> _Excerpted data_
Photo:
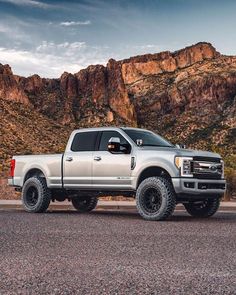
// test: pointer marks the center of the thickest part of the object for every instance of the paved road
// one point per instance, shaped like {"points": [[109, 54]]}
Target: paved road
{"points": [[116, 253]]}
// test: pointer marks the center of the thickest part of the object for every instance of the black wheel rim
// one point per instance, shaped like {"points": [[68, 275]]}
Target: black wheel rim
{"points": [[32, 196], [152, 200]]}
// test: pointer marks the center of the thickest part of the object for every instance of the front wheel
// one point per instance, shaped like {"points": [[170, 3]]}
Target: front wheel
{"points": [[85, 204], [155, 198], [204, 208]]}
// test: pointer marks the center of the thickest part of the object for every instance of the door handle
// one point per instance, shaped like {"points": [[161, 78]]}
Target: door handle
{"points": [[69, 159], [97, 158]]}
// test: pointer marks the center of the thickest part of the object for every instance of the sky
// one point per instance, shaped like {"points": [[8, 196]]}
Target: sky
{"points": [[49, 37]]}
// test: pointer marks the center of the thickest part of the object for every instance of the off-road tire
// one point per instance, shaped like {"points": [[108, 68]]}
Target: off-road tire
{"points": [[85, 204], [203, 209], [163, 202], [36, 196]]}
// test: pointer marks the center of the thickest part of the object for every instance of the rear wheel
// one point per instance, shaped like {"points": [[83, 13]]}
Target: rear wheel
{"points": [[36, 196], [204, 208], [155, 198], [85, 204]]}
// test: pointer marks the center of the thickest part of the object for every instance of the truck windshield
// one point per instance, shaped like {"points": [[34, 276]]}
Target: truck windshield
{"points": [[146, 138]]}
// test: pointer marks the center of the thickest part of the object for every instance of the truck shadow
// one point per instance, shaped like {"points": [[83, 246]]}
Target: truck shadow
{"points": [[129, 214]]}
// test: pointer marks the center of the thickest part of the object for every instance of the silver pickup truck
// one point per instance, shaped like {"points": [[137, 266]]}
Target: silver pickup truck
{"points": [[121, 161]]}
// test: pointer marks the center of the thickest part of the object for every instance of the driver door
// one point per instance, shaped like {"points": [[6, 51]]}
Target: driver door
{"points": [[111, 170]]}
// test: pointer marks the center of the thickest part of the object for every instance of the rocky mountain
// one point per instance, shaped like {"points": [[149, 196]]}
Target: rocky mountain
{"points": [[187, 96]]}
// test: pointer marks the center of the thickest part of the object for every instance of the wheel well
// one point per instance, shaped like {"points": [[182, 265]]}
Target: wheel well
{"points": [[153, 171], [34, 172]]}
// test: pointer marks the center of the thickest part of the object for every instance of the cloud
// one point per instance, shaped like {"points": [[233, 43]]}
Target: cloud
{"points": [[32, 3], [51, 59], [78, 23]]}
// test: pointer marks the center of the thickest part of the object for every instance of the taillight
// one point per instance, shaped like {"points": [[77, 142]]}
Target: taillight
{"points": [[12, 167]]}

...

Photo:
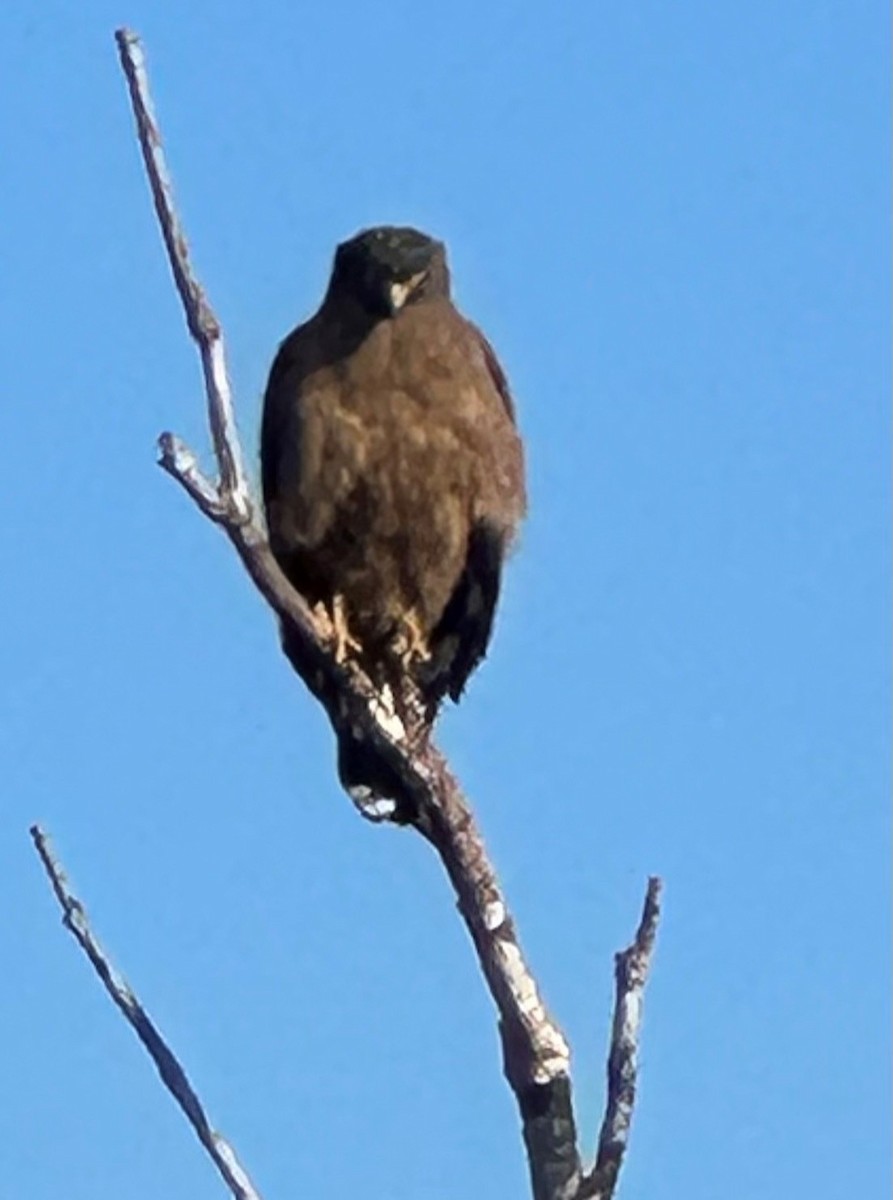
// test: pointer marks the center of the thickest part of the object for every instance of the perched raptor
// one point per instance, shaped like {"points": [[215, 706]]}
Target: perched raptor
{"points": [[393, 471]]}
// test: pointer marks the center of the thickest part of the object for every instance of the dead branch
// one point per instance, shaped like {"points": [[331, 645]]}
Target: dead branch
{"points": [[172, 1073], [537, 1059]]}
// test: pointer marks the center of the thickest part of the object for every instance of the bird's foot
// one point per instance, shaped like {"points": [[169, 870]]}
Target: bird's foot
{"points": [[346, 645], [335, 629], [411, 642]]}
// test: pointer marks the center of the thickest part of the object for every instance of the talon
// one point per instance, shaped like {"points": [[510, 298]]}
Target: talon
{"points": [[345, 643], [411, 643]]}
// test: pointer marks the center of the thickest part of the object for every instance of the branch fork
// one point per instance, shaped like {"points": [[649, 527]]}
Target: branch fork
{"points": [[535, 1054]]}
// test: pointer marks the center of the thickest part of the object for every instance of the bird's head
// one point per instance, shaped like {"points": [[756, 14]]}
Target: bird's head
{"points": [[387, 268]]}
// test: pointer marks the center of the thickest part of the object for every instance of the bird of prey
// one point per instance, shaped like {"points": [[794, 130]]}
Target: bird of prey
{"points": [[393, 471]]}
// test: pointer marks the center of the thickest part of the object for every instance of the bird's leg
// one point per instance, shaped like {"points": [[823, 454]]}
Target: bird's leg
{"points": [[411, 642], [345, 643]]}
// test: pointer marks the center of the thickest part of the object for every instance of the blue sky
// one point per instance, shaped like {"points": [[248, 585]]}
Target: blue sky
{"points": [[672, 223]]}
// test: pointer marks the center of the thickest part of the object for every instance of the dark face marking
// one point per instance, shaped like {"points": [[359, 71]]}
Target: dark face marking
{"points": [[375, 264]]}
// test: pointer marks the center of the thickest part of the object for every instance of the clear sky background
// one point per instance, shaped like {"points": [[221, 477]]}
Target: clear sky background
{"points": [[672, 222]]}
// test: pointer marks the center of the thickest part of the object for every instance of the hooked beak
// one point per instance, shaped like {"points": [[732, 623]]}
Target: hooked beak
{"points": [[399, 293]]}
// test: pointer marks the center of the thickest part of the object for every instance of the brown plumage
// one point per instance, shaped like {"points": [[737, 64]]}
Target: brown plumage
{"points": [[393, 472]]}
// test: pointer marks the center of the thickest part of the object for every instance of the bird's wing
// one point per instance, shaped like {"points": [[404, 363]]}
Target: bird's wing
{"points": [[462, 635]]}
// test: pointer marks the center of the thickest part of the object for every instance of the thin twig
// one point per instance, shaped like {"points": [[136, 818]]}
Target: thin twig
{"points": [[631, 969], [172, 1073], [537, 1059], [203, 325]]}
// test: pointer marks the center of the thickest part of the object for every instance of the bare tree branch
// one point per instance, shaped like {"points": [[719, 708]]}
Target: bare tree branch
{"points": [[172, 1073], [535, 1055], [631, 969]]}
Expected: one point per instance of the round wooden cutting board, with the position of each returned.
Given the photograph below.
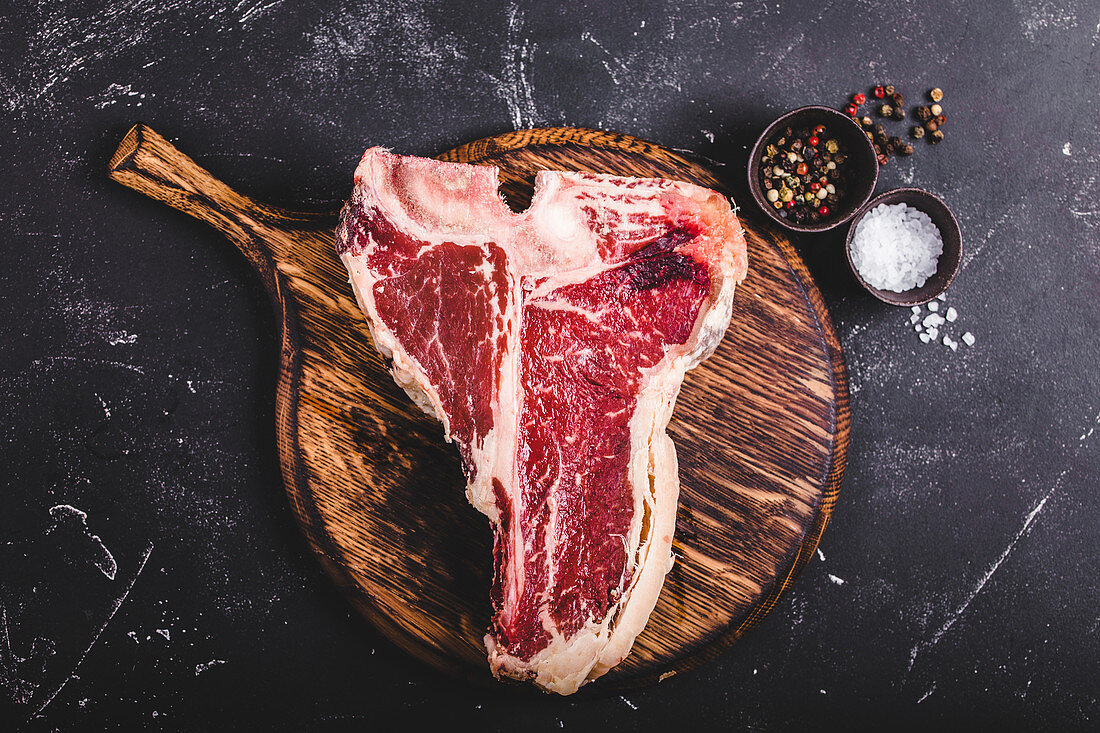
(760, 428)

> _Given exercise_
Gather every line from the rows above that contains the string "cloud".

> _Solution below_
// test: pointer marks the center of the thickest part of the object for every instance of the cloud
Target: cloud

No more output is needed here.